**TASK TO CARRY OUT:**
Every line containing the word "clear" is to be copied from the data below.

DATASET below:

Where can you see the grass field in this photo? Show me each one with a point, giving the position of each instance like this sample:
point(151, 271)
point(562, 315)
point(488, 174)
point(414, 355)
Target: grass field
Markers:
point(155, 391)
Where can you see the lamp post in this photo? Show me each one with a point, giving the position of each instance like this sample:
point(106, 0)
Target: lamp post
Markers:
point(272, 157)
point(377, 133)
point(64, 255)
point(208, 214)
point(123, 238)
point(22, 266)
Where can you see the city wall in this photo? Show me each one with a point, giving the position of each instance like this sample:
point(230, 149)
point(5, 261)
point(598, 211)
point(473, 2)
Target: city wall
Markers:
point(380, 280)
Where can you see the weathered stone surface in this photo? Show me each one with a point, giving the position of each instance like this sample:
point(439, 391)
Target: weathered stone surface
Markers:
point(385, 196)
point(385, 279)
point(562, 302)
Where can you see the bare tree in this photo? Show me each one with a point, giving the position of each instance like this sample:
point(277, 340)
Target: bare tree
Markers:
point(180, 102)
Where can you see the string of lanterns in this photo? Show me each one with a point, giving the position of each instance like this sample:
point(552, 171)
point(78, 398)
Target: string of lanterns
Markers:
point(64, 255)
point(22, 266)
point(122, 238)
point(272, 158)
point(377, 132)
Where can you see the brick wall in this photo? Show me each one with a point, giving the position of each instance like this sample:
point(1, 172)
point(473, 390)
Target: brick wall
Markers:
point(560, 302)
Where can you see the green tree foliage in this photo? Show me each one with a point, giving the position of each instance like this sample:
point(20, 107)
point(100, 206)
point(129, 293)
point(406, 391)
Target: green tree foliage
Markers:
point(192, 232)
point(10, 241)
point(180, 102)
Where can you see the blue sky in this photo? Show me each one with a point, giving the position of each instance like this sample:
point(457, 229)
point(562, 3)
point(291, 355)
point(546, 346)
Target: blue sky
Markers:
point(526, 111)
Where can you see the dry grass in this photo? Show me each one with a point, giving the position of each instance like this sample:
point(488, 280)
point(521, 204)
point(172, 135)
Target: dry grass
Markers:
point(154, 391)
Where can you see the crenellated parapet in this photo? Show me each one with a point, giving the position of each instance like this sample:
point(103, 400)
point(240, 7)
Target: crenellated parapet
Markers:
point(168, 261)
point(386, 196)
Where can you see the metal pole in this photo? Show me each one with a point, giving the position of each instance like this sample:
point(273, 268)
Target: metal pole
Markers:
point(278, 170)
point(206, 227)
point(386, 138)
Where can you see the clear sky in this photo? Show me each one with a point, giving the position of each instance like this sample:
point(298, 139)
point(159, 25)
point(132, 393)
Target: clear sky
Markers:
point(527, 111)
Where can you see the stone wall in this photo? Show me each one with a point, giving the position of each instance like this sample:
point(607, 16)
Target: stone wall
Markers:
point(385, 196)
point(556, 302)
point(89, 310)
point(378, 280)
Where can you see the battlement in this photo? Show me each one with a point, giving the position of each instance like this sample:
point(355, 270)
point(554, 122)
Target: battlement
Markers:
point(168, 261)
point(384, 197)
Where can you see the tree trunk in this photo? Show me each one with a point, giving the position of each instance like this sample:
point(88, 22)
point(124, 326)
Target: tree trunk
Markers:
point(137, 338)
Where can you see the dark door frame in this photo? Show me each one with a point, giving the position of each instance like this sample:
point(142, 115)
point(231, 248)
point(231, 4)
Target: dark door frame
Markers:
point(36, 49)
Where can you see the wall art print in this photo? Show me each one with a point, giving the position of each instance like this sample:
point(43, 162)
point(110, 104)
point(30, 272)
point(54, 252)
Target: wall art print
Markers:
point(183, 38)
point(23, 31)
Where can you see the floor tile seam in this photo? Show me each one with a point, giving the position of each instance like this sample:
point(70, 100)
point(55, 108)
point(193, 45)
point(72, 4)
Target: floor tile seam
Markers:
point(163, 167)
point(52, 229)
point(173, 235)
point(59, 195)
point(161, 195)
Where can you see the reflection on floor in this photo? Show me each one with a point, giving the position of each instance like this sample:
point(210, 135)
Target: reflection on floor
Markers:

End of DATASET.

**RESULT:**
Where can you see the clear sky in this photo? Show me each one with a point, giving the position of each instance like this sample:
Target: clear sky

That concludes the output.